_Aufgabenliste_
[A] Kannst du den Absatz im zitierten Text, der mit „Am 31. Hochzeitstag“ beginnt, knapper als Stichpunktliste wiedergeben und dabei seine wichtigsten Fakten beibehalten?
[B] Wie lassen sich die Datensätze als Markdown-Tabelle mit den Spalten „Nr.“ und „Zeile“ darstellen, und zwar von der Zeile mit „Mark the riverbank“ bis einschließlich zum Ende der Datensätze, ohne Leerzeilen?

_Zitierter Text_
━━━━━━━━━━

Mit der Kamera unterwegs

Am 31. Hochzeitstag haben wir zum ersten Mal unseren Dias Apparat aufgestellt und die Bilder von vor gut dreißig Jahren angeschaut. Wenigstens die ersten beiden Schienen. Damals hatten wir diesen Projektor im Vikariat gekauft, damit wir in Südafrika diese Erinnerungen wachhalten könnten. Schließlich hatte ich während meines Studiums gut 30 Schienen voller Dias gemacht. Inzwischen sind die Kästen ziemlich verstaubt, aber die Bilder sind noch sehr gut erhalten. Außerdem passt die große Leinwand gut in unsere Wohnung und der Abstand zum Bildwerfer ist ideal. Man kann halt nur nichts anderes wollen!

Meine erste Kamera hatte ich von meiner Oma Ziegenhagen bekommen. Ich glaube, es war eine „Beirette“ aus der ehemaligen DDR. Auf jeden Fall war es keine „Praktika“. Damit machte ich vornehmlich Schwarz-Weiß-Fotos und zwar auf Kosten meines Vaters, der auch die Filme immer wieder bei der Apotheke in der Viktoria Straße, Dundee entwickeln ließ. Die Bilder sind übrigens noch immer gestochen scharf und gar nicht verblichen. Anders die bunten Bilder. Die sind meist etwas verblichen. Später wechselte ich zu Dias. Das war billiger. Schließlich sogar zum selber rahmen. Als Philosophiestudent in Pretoria hat Martin Stallmann mir dann eine Canon AE-1 Programm aus Deutschland mitgebracht. Durch den günstigen Wechselkurs damals bekam ich sogar noch Geld zurück als er dann von seiner Reise zurückkam. Mit der Kamera hatte ich viel Freude und habe ordentlich rum geübt.  Leider habe ich sie dann im Mercedes von Ray McCauley liegen gelassen als ich während der militärischen Grundausbildung nach Hause getrampt bin. Alle Bemühungen sie zurückzukriegen schlugen fehl, trotz der vielen Anrufe zur seiner Megakirche, die damals schon knapp 5k Glieder zählte. Naja, im Grundstudium in Oberursel habe ich dann die nächste gekauft – und zwar auf der Zeil in Frankfurt. Das war dann eine Minolta X-300. Nicht so klasse wie ihre Vorgängerin, aber inzwischen war ich ja auch etwas geübter und konnte mir schon etwas helfen und war nicht mehr nur auf die Automatik angewiesen. Damit habe ich dann drauf los fotografiert und zwar all die Jahre im Taunus und dann in Franken, aber auch unten im Schwarzwald bei Drubbas am Titisee und oben in Niedersachsen bei Büttchers (Habighorst). Viele Bilder sind es insgesamt geworden und da gilt es jetzt wieder mal genauer hinzuschauen. Mal sehen, was noch in der Erinnerung wachgerufen wird.

━━━━━━━━━━

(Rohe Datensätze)
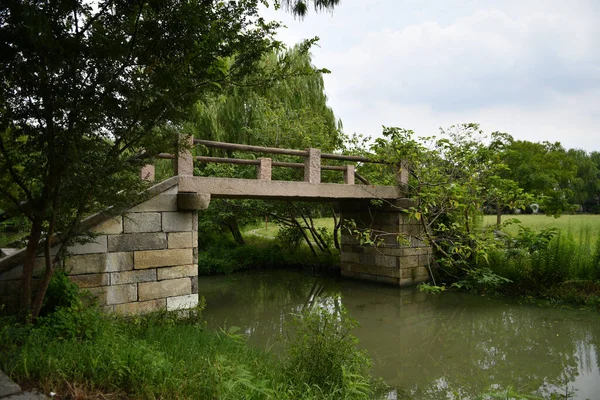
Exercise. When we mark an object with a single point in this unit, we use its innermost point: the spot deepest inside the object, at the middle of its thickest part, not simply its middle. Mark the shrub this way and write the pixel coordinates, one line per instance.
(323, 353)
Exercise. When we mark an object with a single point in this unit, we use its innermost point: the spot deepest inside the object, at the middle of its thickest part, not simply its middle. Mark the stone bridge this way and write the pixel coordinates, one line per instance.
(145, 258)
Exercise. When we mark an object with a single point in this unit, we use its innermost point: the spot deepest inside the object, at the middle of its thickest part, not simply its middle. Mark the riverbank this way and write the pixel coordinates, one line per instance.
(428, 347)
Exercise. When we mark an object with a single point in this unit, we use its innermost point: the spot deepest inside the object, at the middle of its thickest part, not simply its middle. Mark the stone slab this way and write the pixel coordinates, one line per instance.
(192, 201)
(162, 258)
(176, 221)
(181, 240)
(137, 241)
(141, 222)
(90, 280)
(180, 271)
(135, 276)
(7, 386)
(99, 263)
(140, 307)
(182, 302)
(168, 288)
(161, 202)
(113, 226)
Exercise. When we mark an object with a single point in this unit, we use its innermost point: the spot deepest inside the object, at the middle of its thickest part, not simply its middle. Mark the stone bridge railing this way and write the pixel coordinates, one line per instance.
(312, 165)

━━━━━━━━━━

_Ergebnisse je Aufgabe_
[A]
- Zum 31. Hochzeitstag wurde der Diaprojektor zum ersten Mal aufgestellt. Angeschaut wurden Bilder von vor gut dreißig Jahren, zumindest die ersten beiden Schienen.
- Der Projektor wurde damals im Vikariat gekauft, um die Erinnerungen in Südafrika wachzuhalten.
- Während des Studiums entstanden gut 30 Schienen voller Dias.
- Die Kästen sind inzwischen verstaubt, die Bilder aber noch sehr gut erhalten.
- Die große Leinwand passt gut in die Wohnung, und der Abstand zum Projektor ist ideal.

[B]
| Nr. | Zeile |
|---|---|
| 1 | Exercise. When we mark an object with a single point in this unit, we use its innermost point: the spot deepest inside the object, at the middle of its thickest part, not simply its middle. Mark the riverbank this way and write the pixel coordinates, one line per instance. |
| 2 | (428, 347) |
| 3 | Exercise. When we mark an object with a single point in this unit, we use its innermost point: the spot deepest inside the object, at the middle of its thickest part, not simply its middle. Mark the stone slab this way and write the pixel coordinates, one line per instance. |
| 4 | (192, 201) |
| 5 | (162, 258) |
| 6 | (176, 221) |
| 7 | (181, 240) |
| 8 | (137, 241) |
| 9 | (141, 222) |
| 10 | (90, 280) |
| 11 | (180, 271) |
| 12 | (135, 276) |
| 13 | (7, 386) |
| 14 | (99, 263) |
| 15 | (140, 307) |
| 16 | (182, 302) |
| 17 | (168, 288) |
| 18 | (161, 202) |
| 19 | (113, 226) |
| 20 | Exercise. When we mark an object with a single point in this unit, we use its innermost point: the spot deepest inside the object, at the middle of its thickest part, not simply its middle. Mark the stone bridge railing this way and write the pixel coordinates, one line per instance. |
| 21 | (312, 165) |